▶ [SHORT EXERCISE]: Copy out exactly the lines from the one containing "Expected behaviour: for every instance of the white" to the last line of the records below, both included, and leave out any pictures.

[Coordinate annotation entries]
START

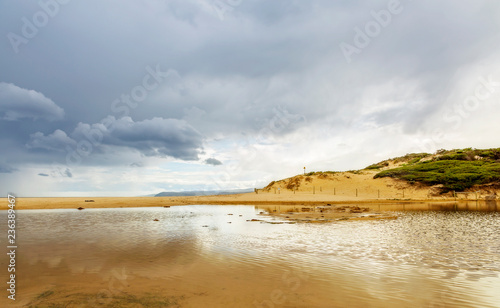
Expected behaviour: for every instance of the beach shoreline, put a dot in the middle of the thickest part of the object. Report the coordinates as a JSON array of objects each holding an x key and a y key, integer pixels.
[{"x": 27, "y": 203}]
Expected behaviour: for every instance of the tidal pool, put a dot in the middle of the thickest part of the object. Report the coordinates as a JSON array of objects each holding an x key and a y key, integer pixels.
[{"x": 213, "y": 256}]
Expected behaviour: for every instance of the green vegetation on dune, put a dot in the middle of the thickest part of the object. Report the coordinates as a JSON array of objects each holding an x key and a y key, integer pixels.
[{"x": 455, "y": 170}]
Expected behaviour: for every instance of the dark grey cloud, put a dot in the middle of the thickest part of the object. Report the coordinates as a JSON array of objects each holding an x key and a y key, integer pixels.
[
  {"x": 153, "y": 137},
  {"x": 18, "y": 103},
  {"x": 57, "y": 141},
  {"x": 4, "y": 168},
  {"x": 213, "y": 162}
]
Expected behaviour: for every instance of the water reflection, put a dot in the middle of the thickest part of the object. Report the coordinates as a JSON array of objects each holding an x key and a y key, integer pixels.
[
  {"x": 480, "y": 205},
  {"x": 213, "y": 256}
]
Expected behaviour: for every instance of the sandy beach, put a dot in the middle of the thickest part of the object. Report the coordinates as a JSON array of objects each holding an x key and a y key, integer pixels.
[{"x": 315, "y": 190}]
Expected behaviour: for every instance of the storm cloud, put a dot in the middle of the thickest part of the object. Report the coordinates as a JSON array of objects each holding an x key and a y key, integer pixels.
[
  {"x": 152, "y": 89},
  {"x": 18, "y": 103}
]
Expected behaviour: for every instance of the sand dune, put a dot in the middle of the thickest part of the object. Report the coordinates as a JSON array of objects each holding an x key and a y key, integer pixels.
[{"x": 322, "y": 188}]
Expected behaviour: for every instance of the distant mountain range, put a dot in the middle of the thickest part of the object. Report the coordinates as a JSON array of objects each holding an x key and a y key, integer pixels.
[{"x": 203, "y": 192}]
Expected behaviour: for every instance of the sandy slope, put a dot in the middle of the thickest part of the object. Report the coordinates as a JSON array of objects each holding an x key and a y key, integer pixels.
[{"x": 317, "y": 189}]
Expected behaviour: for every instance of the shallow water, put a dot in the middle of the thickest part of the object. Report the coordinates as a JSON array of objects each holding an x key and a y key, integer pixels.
[{"x": 201, "y": 256}]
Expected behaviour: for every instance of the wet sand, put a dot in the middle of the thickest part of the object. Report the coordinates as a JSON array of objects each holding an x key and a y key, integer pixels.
[{"x": 244, "y": 199}]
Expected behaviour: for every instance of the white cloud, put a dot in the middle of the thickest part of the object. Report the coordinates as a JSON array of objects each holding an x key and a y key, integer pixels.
[{"x": 18, "y": 103}]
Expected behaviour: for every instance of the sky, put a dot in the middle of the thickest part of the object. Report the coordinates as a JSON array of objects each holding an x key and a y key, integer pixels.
[{"x": 131, "y": 98}]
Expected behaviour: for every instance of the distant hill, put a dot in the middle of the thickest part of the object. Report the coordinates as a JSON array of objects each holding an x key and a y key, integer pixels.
[{"x": 203, "y": 192}]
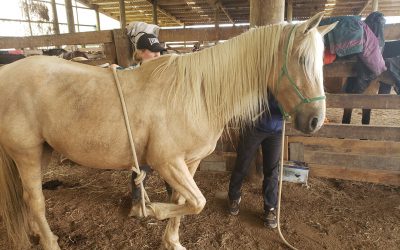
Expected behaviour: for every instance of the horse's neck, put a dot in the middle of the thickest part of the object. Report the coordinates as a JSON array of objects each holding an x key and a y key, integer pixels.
[{"x": 234, "y": 84}]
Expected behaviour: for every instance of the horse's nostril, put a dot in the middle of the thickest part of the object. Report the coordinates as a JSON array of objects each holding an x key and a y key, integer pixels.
[{"x": 314, "y": 123}]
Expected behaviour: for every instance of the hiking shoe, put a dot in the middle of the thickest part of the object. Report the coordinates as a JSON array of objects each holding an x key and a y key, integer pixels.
[
  {"x": 270, "y": 219},
  {"x": 234, "y": 206}
]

END

▶ [RESULT]:
Expected behaviour: for every instance of the white cloud, put a dot in the middle of the thickest part of the object. Report the coordinates as a JSON array of objects each holding an x key and a y key, integer pixels.
[{"x": 18, "y": 103}]
Expected behaviour: for every instance of the sky, put a dot in the middle of the thickest part of the object. Report the coordinates as a JSON array of objects each holding an x key and a y key, integer pixels.
[{"x": 131, "y": 98}]
Expected behaviour: for every instance of the distant hill, put a dot in the middle of the thickest part of the object. Report the coordinates as a JSON array of objects each holding an x key and a y key, integer pixels.
[{"x": 203, "y": 192}]
Expected behaviour: for every instance of the horse's neck, put a dot in the middle of the thickest part of the object. Report the coordinates as a JSON array of objects each holding an x key and a y key, integer pixels.
[{"x": 234, "y": 84}]
Expected behaviour: for every instance of the horse's nostril, put a dot in the middle of the thickest part of the object. Report the coordinates as a JSON array of objects each holding an x key and a y key, integer pixels.
[{"x": 314, "y": 123}]
Expected behaviour: for every instance of the hiking shoe, put a dot in the middle of the thickest part of the object. Report the coordinates as a JSON array of objects each holding an x key and a y key, integer pixels.
[
  {"x": 270, "y": 219},
  {"x": 234, "y": 206}
]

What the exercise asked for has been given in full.